Federal Rule of Civil Procedure 12(b)(6) allows parties to assert by motion the defense that the other party "fail[ed] to state a claim upon which relief can be granted." Fed. R. Civ. Pro.12(b)(6). In analyzing whether a plaintiff has stated a claim upon which relief can be granted, the court must accept as true all factual allegations of the complaint. Hill v. Curcione, 657 F.3d 116, 122 (2d Cir. 2011) (citing Chambers v. Time Warner, Inc., 282 F.3d 147, 152 (2d Cir. 2002)). The claim set forth by the Plaintiff in the complaint must be plausible on its face. Bell Atlantic Corp. v. Twombly, 550 U.S. 544, 570 (2007). A claim has "facial plausibility when the plaintiff pleads factual content that allows the court to draw the reasonable inference that the defendant is liable for the misconduct alleged. Aschcroft v. Iqbal, 556 U.S. 662, 678 (2009). A complaint does not need to put forth "detailed factual allegations" to survive a 12(b)(6) motion, but must involve more than "unadorned, the-defendant-unlawfully-harmed-me accusation[s]" Id. (quoting Twombly, 550 U.S., at 555). Pro se complaints are construed liberally, but still must meet the Twombly/Iqbal plausibility standard. Hill, 657 F.3d at 122 (citing Harris v. Mills, 572 F.3d 66, 71-72 (2d Cir. 2009)). However, "we are constrained to conduct our examination with 'special solicitude,' interpreting the complaint to raise the 'strongest [claims] that [it] suggest[s].'" Hill, 657 F.3d at 122 (quoting Triestman v. Federal Bureau of Prisons, 470 F.3d 471, 475 (2d Cir. 2006)).

=======

■ To do ■
1 – Can you condense the Rule 12(b)(6) passage's paragraph beginning "Federal Rule of Civil Procedure 12(b)(6) allows parties" into a short bulleted list that keeps its main facts?
2 – Write a continuation of the Rule 12(b)(6) passage, starting right after its final sentence.
Nothing in the data is needed here.

[Dataset excerpt]

=======

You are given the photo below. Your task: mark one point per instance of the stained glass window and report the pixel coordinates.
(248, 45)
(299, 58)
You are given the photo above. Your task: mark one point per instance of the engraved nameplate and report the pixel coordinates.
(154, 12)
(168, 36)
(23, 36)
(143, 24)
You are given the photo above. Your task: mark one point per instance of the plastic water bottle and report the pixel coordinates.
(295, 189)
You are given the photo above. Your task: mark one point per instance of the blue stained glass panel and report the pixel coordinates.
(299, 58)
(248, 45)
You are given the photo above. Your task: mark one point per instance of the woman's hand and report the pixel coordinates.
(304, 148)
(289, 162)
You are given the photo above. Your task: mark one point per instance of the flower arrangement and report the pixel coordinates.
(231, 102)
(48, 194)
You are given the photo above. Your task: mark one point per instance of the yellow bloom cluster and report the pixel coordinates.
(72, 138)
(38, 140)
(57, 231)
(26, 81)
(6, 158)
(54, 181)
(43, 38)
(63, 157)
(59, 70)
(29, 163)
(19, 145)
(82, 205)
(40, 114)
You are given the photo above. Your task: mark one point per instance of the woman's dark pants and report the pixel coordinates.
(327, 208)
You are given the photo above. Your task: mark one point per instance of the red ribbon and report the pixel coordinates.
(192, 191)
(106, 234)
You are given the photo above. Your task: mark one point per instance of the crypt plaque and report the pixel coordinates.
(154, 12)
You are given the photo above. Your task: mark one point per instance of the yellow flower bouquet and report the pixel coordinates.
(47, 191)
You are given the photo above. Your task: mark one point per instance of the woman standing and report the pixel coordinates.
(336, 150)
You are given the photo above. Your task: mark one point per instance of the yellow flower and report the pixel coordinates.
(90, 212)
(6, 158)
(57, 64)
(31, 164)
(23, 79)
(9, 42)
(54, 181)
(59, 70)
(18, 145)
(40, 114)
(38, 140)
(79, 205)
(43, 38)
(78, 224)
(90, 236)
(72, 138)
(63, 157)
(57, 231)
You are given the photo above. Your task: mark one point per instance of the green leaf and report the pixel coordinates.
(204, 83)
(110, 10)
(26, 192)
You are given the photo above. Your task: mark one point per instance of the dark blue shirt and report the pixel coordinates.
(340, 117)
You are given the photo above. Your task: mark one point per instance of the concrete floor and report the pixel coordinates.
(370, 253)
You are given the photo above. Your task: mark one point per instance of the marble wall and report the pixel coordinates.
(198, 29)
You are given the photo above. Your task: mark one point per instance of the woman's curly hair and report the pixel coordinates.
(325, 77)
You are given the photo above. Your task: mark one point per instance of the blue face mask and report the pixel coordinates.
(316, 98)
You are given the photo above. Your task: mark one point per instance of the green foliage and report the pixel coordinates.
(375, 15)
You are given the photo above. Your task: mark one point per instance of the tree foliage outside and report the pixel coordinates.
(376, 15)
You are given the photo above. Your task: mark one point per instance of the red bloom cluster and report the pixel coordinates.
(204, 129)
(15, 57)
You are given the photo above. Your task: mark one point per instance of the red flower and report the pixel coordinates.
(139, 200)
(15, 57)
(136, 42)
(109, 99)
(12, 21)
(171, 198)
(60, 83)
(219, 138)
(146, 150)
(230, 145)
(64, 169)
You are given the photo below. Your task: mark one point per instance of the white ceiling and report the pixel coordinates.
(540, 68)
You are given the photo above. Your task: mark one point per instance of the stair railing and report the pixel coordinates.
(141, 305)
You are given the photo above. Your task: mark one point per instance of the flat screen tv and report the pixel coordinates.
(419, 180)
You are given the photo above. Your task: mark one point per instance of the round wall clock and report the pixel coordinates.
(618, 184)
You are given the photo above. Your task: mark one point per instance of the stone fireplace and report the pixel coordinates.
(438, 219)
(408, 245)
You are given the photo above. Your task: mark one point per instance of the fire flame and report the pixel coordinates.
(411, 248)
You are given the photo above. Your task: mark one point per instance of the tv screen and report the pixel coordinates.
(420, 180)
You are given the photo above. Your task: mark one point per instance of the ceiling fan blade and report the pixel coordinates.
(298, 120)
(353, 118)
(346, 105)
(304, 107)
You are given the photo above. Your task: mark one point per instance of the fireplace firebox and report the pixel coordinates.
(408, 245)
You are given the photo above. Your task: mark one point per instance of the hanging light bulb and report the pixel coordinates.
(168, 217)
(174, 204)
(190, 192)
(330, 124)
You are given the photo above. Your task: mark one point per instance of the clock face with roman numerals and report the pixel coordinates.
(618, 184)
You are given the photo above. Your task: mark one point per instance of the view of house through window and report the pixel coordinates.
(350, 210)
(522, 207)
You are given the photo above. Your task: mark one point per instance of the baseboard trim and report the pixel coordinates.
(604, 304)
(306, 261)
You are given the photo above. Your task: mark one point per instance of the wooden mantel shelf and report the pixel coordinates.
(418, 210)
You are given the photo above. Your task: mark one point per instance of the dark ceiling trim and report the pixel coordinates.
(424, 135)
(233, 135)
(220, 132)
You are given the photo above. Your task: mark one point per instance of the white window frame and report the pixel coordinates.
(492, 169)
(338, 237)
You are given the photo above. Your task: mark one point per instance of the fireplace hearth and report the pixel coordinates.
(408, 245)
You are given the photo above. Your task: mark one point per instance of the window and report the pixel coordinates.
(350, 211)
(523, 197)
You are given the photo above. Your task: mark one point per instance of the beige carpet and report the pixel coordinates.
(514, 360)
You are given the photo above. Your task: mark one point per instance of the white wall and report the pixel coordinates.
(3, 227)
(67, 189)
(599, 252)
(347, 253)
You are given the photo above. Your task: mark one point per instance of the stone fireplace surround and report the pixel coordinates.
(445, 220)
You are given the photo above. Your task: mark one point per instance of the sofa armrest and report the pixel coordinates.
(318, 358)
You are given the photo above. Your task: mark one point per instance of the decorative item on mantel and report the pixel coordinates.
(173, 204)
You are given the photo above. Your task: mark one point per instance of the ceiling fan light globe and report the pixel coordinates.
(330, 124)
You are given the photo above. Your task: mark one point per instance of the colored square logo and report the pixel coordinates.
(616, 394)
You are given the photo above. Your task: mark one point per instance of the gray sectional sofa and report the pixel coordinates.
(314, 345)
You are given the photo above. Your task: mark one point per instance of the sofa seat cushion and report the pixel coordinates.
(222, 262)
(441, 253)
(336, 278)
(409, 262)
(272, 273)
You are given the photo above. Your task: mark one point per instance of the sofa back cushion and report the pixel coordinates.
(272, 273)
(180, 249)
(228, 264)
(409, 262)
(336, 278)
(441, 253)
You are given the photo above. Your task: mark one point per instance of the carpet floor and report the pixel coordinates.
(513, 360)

=======

■ Answers for the exercise ■
1 –
- Rule 12(b)(6) lets a party move to dismiss on the ground that the other side failed to state a claim upon which relief can be granted.
- In ruling on the motion, the court accepts all factual allegations in the complaint as true (Hill v. Curcione).
- The claim must be plausible on its face (Bell Atlantic Corp. v. Twombly), meaning the pleaded facts let the court reasonably infer the defendant's liability (Iqbal).
- Detailed factual allegations are not required, but bare "the-defendant-unlawfully-harmed-me" accusations are not enough.
- Pro se complaints are read liberally but must still meet the Twombly/Iqbal plausibility standard (Hill, citing Harris v. Mills).
- Courts examine them with "special solicitude," reading them to raise the strongest claims they suggest (Hill, quoting Triestman).

2 –
A. Claim and Issue Preclusion

Plaintiff claims that the attachment of his Social Security benefits is precluded because of res judicata and collateral estoppel. The Supreme Court generally refers to the two doctrines as claim preclusion and issue preclusion, respectively, and to the more general topic of preclusion as res judicata. See Taylor v. Sturgell, 553 U.S. 880, 892 (2008). Claim preclusion, also referred to as the rule against splitting a claim, stands for the proposition that an individual gets one suit to vindicate a claim. Restatement (Second) of Judgments § 24 (Am. Law Inst. 1982) ("[T]he claimextinguished includes all rights of the plaintiff to remedies against the defendant with respect to all or any part of the transaction, or series of connected transactions, out of which the action arose.") Issue preclusion precludes reargument of a particular issue that was previously litigated. New Hampshire v. Maine, 532 U.S. 742, 748 (2001).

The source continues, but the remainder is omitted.